* Begin Extracted entries *

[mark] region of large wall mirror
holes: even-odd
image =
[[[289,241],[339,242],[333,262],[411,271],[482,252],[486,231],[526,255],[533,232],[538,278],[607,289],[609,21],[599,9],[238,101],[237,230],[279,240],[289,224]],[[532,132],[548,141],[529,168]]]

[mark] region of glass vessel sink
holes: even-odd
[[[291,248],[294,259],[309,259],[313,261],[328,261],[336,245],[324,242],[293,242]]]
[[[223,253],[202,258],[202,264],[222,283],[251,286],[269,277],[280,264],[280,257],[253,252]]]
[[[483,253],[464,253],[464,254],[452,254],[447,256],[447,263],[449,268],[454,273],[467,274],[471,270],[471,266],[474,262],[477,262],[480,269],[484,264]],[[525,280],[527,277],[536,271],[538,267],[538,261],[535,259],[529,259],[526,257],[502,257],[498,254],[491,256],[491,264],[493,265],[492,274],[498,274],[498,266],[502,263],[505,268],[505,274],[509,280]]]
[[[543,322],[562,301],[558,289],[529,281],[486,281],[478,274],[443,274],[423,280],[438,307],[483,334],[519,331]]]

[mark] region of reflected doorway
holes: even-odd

* End Extracted entries *

What you have to do → Update the records above so that "even-odd" reads "nonzero" everywhere it appears, and keep everything else the same.

Task response →
[mark] region of large wall mirror
holes: nonzero
image =
[[[289,241],[339,242],[333,262],[411,271],[482,252],[486,231],[526,255],[533,232],[538,278],[607,289],[609,21],[599,9],[238,101],[237,230],[279,240],[289,224]],[[532,132],[548,141],[529,168]]]

[mark] region of glass vessel sink
holes: nonzero
[[[291,248],[294,259],[309,259],[313,261],[328,261],[336,245],[324,242],[293,242]]]
[[[223,253],[202,258],[202,264],[222,283],[251,286],[269,277],[280,264],[280,257],[253,252]]]
[[[483,253],[464,253],[464,254],[452,254],[447,256],[447,263],[449,268],[454,273],[467,274],[471,270],[471,266],[474,262],[477,262],[480,269],[484,264]],[[525,280],[527,277],[536,271],[538,267],[538,261],[535,259],[529,259],[526,257],[502,257],[498,254],[491,256],[491,264],[493,265],[492,274],[498,274],[498,266],[502,263],[505,268],[505,274],[509,280]]]
[[[543,322],[562,301],[558,289],[529,281],[486,281],[478,274],[443,274],[423,280],[438,307],[483,334],[519,331]]]

[mark] region of reflected doorway
holes: nonzero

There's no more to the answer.